ITEMS:

+++++

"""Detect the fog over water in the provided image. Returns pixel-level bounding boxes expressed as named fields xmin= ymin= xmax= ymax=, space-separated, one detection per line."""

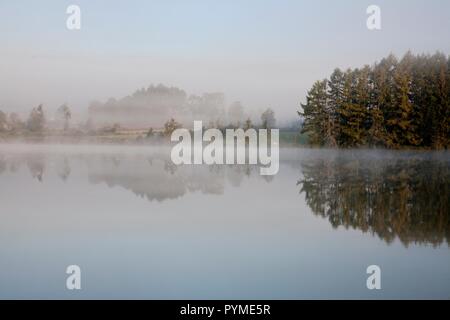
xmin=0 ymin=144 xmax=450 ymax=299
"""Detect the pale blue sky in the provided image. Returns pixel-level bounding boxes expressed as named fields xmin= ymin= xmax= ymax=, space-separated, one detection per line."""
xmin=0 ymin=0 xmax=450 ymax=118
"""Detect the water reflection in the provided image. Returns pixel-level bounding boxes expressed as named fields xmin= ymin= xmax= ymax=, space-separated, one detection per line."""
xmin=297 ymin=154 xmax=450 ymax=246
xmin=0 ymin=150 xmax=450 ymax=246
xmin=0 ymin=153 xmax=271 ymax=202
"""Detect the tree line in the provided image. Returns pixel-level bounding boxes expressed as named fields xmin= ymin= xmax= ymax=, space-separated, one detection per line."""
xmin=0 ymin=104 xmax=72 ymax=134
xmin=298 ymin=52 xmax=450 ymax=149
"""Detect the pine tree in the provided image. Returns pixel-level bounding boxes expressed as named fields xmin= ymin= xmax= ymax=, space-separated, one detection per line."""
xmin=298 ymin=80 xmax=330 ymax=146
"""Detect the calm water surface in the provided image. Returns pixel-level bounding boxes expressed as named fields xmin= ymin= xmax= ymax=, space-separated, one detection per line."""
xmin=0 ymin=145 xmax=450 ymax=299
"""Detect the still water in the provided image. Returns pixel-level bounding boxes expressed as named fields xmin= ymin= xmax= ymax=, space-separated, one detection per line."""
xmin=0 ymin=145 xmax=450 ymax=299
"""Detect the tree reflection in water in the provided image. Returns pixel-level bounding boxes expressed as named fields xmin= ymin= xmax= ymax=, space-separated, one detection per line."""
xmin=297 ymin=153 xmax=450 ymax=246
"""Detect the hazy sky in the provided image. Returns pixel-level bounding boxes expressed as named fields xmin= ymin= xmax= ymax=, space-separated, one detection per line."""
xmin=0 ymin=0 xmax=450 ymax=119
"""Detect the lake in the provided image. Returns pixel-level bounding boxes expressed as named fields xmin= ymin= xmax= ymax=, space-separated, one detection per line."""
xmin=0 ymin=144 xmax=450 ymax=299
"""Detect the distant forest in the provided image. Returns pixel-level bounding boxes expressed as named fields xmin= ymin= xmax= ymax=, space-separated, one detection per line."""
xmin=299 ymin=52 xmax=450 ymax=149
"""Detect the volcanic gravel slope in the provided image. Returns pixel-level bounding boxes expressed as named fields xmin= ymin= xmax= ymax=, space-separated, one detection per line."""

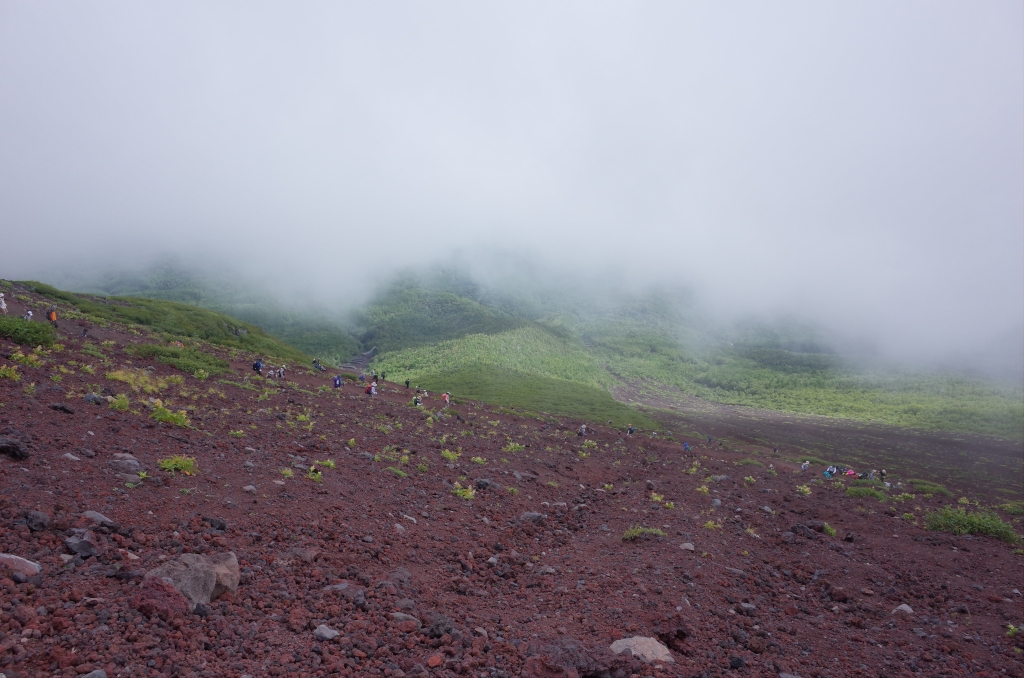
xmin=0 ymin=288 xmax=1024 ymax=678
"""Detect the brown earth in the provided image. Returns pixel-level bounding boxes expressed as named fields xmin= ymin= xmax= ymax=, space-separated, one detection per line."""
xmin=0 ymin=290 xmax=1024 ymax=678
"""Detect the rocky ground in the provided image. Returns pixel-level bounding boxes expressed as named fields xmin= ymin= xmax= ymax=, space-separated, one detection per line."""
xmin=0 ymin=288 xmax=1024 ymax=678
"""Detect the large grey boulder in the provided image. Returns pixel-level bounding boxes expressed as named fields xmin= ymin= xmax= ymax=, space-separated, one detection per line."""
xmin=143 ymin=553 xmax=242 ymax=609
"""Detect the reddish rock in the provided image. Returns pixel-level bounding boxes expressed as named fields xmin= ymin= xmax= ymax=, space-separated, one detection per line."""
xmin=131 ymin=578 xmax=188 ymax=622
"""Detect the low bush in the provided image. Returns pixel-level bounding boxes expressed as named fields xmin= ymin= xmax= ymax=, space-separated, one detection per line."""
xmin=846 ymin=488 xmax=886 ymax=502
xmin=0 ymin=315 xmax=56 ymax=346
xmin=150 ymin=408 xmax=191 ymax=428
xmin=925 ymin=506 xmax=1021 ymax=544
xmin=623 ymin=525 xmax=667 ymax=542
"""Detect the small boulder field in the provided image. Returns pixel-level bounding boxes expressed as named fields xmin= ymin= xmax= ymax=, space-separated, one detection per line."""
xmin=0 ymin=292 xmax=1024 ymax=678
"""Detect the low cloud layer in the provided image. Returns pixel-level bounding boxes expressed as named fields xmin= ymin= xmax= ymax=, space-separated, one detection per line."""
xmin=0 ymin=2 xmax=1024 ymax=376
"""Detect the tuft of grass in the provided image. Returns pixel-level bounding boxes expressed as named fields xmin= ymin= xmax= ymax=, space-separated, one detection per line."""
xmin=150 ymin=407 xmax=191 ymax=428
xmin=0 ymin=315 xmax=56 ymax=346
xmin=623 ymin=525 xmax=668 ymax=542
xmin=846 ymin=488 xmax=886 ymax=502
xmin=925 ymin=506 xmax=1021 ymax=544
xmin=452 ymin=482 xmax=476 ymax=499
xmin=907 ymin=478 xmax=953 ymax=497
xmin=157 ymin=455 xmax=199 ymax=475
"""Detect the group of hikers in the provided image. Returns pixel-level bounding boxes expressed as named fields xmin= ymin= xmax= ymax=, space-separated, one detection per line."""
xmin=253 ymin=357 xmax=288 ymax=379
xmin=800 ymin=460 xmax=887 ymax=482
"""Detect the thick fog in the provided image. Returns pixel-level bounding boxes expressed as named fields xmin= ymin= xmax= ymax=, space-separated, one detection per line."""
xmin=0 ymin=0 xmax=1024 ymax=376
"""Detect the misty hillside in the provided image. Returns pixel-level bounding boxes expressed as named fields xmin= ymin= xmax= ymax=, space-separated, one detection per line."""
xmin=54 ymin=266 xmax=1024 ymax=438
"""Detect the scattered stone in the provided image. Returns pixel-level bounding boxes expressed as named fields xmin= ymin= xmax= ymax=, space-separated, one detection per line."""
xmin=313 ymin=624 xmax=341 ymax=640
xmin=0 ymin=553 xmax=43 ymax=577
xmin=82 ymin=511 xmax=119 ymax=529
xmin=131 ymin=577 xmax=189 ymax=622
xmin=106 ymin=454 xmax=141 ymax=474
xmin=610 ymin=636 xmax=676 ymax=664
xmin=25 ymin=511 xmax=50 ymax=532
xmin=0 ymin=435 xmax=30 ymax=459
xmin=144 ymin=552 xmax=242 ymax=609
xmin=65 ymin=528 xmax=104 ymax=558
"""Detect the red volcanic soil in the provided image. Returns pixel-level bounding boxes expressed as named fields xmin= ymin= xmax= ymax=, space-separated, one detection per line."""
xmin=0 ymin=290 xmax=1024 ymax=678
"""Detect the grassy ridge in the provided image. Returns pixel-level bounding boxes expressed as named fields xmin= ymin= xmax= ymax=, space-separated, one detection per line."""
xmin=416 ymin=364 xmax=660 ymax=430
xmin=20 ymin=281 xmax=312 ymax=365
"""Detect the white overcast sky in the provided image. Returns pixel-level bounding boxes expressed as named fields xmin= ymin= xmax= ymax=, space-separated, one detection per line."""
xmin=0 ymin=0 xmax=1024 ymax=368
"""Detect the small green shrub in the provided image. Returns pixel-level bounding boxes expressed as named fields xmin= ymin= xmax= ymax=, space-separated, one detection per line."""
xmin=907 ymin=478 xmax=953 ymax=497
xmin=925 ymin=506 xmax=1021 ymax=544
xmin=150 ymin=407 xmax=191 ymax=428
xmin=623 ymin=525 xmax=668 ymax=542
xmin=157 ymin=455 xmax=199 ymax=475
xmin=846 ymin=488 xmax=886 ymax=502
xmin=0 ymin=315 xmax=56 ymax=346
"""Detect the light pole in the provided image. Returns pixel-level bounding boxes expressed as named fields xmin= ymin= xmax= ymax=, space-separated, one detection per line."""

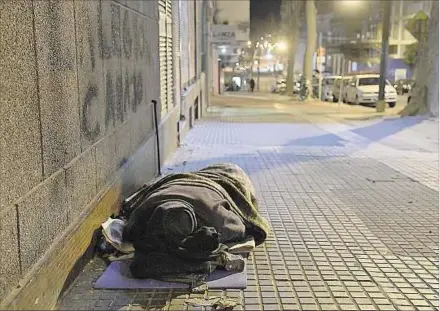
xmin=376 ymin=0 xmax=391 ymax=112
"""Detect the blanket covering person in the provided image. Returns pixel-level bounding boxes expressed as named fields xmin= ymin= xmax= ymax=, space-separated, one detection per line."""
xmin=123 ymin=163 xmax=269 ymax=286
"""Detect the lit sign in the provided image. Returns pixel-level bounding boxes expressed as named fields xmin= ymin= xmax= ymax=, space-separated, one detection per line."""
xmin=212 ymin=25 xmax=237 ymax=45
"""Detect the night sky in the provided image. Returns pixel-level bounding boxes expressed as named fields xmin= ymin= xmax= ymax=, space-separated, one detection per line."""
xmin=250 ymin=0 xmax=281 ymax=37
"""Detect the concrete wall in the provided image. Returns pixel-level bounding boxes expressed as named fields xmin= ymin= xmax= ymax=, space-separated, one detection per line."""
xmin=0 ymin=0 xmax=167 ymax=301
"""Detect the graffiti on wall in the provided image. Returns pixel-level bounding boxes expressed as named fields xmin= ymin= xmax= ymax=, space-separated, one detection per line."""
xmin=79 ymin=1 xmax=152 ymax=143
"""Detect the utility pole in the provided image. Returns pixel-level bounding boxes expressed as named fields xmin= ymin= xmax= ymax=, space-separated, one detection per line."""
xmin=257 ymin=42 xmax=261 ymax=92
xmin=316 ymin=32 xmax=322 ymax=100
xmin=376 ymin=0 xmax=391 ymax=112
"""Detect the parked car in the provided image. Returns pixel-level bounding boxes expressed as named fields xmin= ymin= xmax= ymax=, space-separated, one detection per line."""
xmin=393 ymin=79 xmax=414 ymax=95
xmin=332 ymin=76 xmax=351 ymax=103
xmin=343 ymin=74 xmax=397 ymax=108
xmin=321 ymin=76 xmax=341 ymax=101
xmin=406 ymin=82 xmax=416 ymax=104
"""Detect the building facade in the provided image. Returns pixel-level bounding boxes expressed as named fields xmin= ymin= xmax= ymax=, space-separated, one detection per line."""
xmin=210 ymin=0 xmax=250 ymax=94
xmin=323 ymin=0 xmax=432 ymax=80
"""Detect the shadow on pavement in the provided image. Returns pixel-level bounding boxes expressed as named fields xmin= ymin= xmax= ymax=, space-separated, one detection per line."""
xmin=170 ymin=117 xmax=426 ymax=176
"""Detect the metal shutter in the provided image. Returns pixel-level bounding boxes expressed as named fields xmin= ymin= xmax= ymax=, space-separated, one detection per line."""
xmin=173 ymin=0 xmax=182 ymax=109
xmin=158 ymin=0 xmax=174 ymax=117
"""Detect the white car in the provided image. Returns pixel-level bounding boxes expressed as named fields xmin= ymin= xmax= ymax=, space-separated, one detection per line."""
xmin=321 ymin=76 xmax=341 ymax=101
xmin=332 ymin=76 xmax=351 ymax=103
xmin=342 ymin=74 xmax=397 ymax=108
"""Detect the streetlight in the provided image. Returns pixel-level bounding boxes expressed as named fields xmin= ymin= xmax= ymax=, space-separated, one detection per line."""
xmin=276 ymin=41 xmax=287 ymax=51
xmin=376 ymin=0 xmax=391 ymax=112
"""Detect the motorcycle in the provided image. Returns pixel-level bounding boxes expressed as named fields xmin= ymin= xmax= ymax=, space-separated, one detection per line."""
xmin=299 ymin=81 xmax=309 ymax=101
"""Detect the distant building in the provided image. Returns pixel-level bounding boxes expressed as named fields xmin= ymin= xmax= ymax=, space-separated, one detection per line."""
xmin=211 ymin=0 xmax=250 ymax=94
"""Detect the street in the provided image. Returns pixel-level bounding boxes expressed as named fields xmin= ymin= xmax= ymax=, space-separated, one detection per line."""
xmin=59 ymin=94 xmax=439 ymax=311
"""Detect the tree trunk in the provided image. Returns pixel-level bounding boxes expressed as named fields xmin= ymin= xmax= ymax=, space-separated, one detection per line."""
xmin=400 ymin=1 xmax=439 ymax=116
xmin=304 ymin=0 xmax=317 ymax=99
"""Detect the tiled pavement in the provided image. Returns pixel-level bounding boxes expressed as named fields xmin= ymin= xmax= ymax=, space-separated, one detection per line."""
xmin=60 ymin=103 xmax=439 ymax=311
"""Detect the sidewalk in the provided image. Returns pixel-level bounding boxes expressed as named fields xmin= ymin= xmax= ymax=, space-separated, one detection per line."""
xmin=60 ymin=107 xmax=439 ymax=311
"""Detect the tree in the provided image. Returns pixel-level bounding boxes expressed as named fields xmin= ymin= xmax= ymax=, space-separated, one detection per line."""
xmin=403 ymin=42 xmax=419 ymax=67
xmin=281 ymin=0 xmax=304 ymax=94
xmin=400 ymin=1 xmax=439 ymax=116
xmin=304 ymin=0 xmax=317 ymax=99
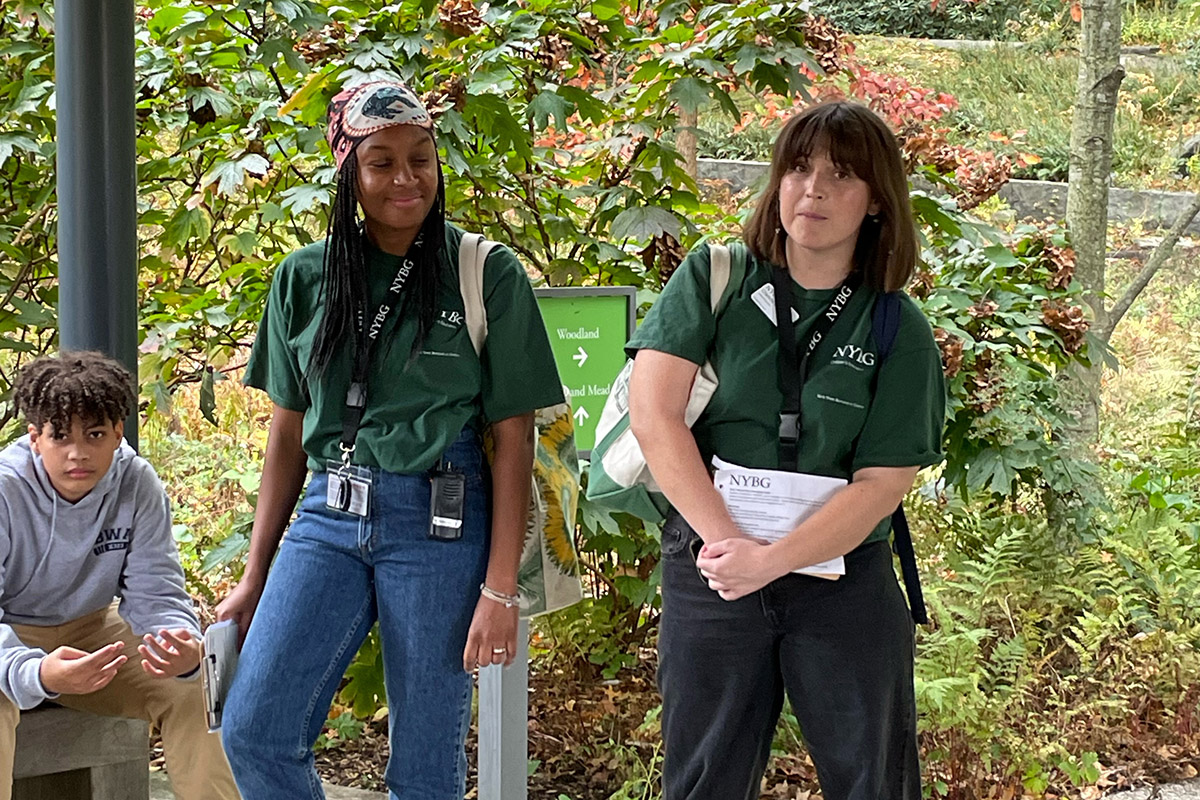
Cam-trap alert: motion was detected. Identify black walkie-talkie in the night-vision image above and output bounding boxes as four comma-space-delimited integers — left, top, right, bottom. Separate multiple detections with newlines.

+++++

WHAT THE TASK REQUIRES: Swap "misty hillside" for "foggy slope" in the lines between the one holding "the thick fog" and the one holding "xmin=54 ymin=266 xmax=1024 ymax=438", inclusive. Give back only those lines, with nothing else changed.

THE COMPLETED TASK:
"""Detect the thick fog in the provided image. Returns pixel-level bounding boxes expressed as named fields xmin= ymin= xmax= ymax=, space-separated, one detection per line."""
xmin=0 ymin=0 xmax=1024 ymax=376
"""Detect the foggy slope in the provided image. Returns pixel-level bounding boxes expressed as named fields xmin= ymin= xmax= ymax=, space-separated, one detection per line."""
xmin=54 ymin=266 xmax=1024 ymax=438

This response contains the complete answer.